#### WHAT YOU HAVE TO DO:
Every line of the data must be set down exactly as shown.

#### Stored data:
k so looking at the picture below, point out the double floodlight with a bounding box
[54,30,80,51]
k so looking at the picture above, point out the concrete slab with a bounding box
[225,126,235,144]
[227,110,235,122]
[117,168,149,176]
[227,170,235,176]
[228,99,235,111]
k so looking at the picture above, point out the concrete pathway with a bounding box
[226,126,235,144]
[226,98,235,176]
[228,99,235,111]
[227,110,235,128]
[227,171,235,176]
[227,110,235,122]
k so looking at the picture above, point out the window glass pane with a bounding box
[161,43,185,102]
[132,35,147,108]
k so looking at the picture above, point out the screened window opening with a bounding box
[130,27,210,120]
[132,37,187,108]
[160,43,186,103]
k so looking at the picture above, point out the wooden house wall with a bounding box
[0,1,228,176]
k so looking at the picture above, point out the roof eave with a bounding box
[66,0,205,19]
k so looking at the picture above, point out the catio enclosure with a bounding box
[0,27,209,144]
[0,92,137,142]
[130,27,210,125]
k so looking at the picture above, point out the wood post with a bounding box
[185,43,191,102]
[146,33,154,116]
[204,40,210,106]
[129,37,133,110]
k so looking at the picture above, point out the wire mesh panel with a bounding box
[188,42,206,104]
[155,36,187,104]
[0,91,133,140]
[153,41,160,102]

#### SOLUTION TO THIS TASK:
k so looking at the picture below, point out the double floodlight with a bounding box
[54,30,80,51]
k so looking at the picture above, point out the concrete slab with a bounding box
[225,126,235,144]
[227,110,235,122]
[117,168,149,176]
[227,170,235,176]
[228,99,235,111]
k so looking at the picture above, point out the concrete pathway with a bounding box
[226,126,235,144]
[226,98,235,176]
[228,99,235,111]
[227,110,235,128]
[227,171,235,176]
[227,110,235,122]
k so looking at the picture above, point out the window glass pane with a bounding box
[161,43,185,102]
[132,35,147,108]
k so looking at the picture above, point out the screened window opening with a bounding box
[130,27,210,120]
[132,37,187,108]
[160,43,186,103]
k so looking at the picture above, point out the wooden house wall with a bounding box
[0,1,228,176]
k so looking at the picture above, point out the roof eave with a bounding box
[66,0,205,19]
k so looking at the picture above, point out the catio enclosure with a bounding box
[0,27,209,144]
[0,92,137,142]
[130,27,210,125]
k so looking at the picture above, point out the wood post with a bounding box
[185,43,191,102]
[146,33,154,116]
[204,40,210,106]
[129,37,133,110]
k so looking at the picture above, point out the wire mesh panel with a bounding box
[188,42,206,104]
[155,36,187,104]
[0,91,133,140]
[153,41,160,102]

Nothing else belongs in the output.